— Begin Listed records —

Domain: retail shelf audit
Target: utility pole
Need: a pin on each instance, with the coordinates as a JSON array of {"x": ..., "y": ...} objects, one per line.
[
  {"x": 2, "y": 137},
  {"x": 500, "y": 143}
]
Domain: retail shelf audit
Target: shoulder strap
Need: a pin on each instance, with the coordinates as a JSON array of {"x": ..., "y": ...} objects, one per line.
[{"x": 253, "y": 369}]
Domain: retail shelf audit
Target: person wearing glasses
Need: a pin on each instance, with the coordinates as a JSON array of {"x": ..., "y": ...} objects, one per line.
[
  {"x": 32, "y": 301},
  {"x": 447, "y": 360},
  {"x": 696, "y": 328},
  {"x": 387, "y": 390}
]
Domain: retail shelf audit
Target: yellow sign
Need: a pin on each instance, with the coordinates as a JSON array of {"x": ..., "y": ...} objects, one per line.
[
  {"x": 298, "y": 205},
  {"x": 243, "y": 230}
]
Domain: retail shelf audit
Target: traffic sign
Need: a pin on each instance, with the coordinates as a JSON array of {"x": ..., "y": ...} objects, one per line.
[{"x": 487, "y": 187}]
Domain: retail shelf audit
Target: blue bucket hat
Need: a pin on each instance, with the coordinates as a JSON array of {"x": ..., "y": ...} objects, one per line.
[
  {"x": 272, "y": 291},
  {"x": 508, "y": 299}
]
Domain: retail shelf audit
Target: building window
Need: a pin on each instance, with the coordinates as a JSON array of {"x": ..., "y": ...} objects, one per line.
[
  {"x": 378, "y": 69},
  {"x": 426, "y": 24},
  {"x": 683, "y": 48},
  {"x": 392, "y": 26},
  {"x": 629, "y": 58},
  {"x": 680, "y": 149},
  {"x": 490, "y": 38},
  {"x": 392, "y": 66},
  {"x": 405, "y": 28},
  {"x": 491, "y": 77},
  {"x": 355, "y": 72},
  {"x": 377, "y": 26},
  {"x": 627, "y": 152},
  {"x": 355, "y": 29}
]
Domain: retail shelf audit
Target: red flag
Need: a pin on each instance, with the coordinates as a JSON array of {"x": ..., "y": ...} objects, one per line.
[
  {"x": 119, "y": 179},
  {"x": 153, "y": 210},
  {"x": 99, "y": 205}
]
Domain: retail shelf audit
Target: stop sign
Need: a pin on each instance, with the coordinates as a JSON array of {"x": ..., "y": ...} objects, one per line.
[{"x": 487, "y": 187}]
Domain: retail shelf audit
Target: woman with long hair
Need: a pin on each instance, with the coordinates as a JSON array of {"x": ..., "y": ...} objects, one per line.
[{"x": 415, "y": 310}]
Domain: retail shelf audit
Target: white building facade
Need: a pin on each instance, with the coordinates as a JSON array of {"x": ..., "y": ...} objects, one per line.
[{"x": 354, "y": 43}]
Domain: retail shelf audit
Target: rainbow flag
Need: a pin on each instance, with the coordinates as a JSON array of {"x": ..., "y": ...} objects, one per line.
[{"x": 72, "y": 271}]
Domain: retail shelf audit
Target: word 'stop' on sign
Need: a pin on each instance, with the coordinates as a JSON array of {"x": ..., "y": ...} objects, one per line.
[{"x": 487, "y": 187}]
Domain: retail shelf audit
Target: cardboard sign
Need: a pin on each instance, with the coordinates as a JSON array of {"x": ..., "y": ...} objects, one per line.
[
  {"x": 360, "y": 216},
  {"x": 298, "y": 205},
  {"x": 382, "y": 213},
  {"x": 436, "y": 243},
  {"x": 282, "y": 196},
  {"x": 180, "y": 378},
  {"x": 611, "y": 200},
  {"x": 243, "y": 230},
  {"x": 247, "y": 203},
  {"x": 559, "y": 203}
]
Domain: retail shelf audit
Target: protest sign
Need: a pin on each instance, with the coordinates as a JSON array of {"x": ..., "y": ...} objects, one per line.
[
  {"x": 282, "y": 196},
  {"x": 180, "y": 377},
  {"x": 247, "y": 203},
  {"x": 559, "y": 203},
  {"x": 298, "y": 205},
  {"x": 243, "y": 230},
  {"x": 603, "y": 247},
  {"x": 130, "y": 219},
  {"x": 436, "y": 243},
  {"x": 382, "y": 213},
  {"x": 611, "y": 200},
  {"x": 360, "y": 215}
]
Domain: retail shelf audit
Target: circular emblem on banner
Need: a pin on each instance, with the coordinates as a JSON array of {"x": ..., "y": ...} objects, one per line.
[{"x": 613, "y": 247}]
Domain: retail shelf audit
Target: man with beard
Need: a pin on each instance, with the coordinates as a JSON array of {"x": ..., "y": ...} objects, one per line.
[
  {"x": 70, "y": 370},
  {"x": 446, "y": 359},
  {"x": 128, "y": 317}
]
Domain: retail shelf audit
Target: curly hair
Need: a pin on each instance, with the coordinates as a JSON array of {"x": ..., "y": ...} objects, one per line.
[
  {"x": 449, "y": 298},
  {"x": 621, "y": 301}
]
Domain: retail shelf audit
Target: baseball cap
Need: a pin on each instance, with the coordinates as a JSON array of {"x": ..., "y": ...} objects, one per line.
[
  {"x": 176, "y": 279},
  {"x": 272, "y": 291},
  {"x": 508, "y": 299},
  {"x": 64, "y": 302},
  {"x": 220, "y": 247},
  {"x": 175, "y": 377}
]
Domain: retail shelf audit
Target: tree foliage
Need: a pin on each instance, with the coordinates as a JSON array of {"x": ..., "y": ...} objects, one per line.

— End Listed records —

What is expected → Extract all lines as given.

Result for this exercise →
Domain: retail shelf audit
Target: utility pole
Need: a pin on each instance, with the coordinates as a JSON array of {"x": ..., "y": ...} objects, one per line.
[
  {"x": 2, "y": 137},
  {"x": 500, "y": 143}
]
Domain: retail shelf audit
Target: shoulder strap
Need: a pin on each instance, with the coordinates as a JSON array of {"x": ..., "y": ...} objects, one per line.
[{"x": 253, "y": 369}]
Domain: retail shelf audit
Target: person wearing glasses
Need: a pin on each instance, with the coordinates as a JSON array of {"x": ..., "y": ...} objects, one per line.
[
  {"x": 32, "y": 301},
  {"x": 447, "y": 360},
  {"x": 696, "y": 328},
  {"x": 387, "y": 390}
]
Domain: retail shelf audit
Target: yellow sign
Need: a pin on each instance, with the coordinates as a JSON array of {"x": ..., "y": ...} objects, one per line.
[
  {"x": 298, "y": 205},
  {"x": 243, "y": 230}
]
Domain: retail shelf audit
Target: traffic sign
Need: a pin on each instance, with the coordinates as a JSON array of {"x": ..., "y": ...} objects, one per line.
[{"x": 487, "y": 187}]
Domain: retail shelf audit
Target: blue bucket hat
Need: a pin on each instance, with the coordinates as a JSON array of {"x": ..., "y": ...} objects, one per line.
[
  {"x": 272, "y": 291},
  {"x": 508, "y": 299}
]
Domain: retail shelf audit
Target: building window
Need: a pin on each instance, with the coordinates as a JSON array of {"x": ..., "y": ...} objects, one per line.
[
  {"x": 378, "y": 69},
  {"x": 426, "y": 24},
  {"x": 683, "y": 48},
  {"x": 392, "y": 26},
  {"x": 629, "y": 58},
  {"x": 680, "y": 149},
  {"x": 490, "y": 38},
  {"x": 392, "y": 66},
  {"x": 405, "y": 28},
  {"x": 491, "y": 77},
  {"x": 355, "y": 72},
  {"x": 377, "y": 26},
  {"x": 627, "y": 152},
  {"x": 355, "y": 29}
]
Domain: retail shelf audit
Target: red flag
Need: a pin on each instance, with the coordinates as a JSON array of {"x": ..., "y": ...} objects, one per line.
[
  {"x": 119, "y": 179},
  {"x": 153, "y": 210},
  {"x": 99, "y": 205}
]
Domain: retail shelf audit
Target: stop sign
Need: a pin on each instance, with the coordinates as a JSON array of {"x": ..., "y": ...} objects, one per line.
[{"x": 487, "y": 187}]
Domain: retail shelf audit
Target: woman with long hair
Need: a pin on each instance, with the coordinates as a JSON array of {"x": ..., "y": ...} objects, one per line.
[{"x": 415, "y": 310}]
Domain: retail shelf audit
Target: white building facade
Need: a pin on each instance, with the coordinates as a JSON array of {"x": ..., "y": ...} objects, one per line.
[{"x": 354, "y": 43}]
Domain: retail shelf audit
Target: rainbow flag
Need: a pin on each instance, with the coordinates as a JSON array of {"x": ..., "y": ...} objects, one per line.
[{"x": 72, "y": 271}]
Domain: retail shelf audit
Target: word 'stop' on sign
Need: a pin on each instance, with the coordinates as a JSON array of {"x": ..., "y": ...} objects, one per line.
[{"x": 487, "y": 187}]
Domain: retail shelf audit
Target: cardboard sign
Need: a pin on each instance, with the coordinates as a JSON array of {"x": ..., "y": ...} objects, one per line.
[
  {"x": 360, "y": 216},
  {"x": 298, "y": 205},
  {"x": 382, "y": 213},
  {"x": 436, "y": 243},
  {"x": 282, "y": 196},
  {"x": 180, "y": 378},
  {"x": 611, "y": 200},
  {"x": 243, "y": 230},
  {"x": 247, "y": 203},
  {"x": 559, "y": 203}
]
Domain: retail shelf audit
Target: protest sign
Need: a pin on each instance, with the coordinates as a JSON array of {"x": ..., "y": ...} objects, one per line.
[
  {"x": 282, "y": 196},
  {"x": 180, "y": 377},
  {"x": 247, "y": 203},
  {"x": 559, "y": 203},
  {"x": 298, "y": 205},
  {"x": 243, "y": 230},
  {"x": 603, "y": 247},
  {"x": 130, "y": 219},
  {"x": 436, "y": 243},
  {"x": 382, "y": 213},
  {"x": 611, "y": 200},
  {"x": 360, "y": 215}
]
Domain: retail shelf audit
Target: circular emblem on banner
Need: a pin on each instance, with the coordinates as a JSON array of {"x": ..., "y": ...} objects, one per line.
[{"x": 613, "y": 247}]
Domain: retail shelf audit
Target: man with beard
Need: a pin on each instance, with the coordinates as a JSON array of {"x": ..., "y": ...} objects, one per line.
[
  {"x": 70, "y": 370},
  {"x": 446, "y": 359},
  {"x": 128, "y": 317}
]
Domain: retail shelf audit
Target: curly hair
Need: a pin on each instance, with the coordinates as a JSON array of {"x": ..., "y": ...} objects, one per line.
[
  {"x": 449, "y": 298},
  {"x": 621, "y": 301}
]
Domain: retail shelf audit
Target: baseball cap
Need: a pin on each instance, with the coordinates as a JSON array of {"x": ..., "y": ...} objects, one per line.
[
  {"x": 176, "y": 279},
  {"x": 272, "y": 291},
  {"x": 508, "y": 299},
  {"x": 64, "y": 302},
  {"x": 220, "y": 247},
  {"x": 175, "y": 377}
]
Domain: retail shelf audit
Target: tree foliage
Need: a pin on each instance, with the coordinates as a JSON array of {"x": ..., "y": ...} objects, one per line.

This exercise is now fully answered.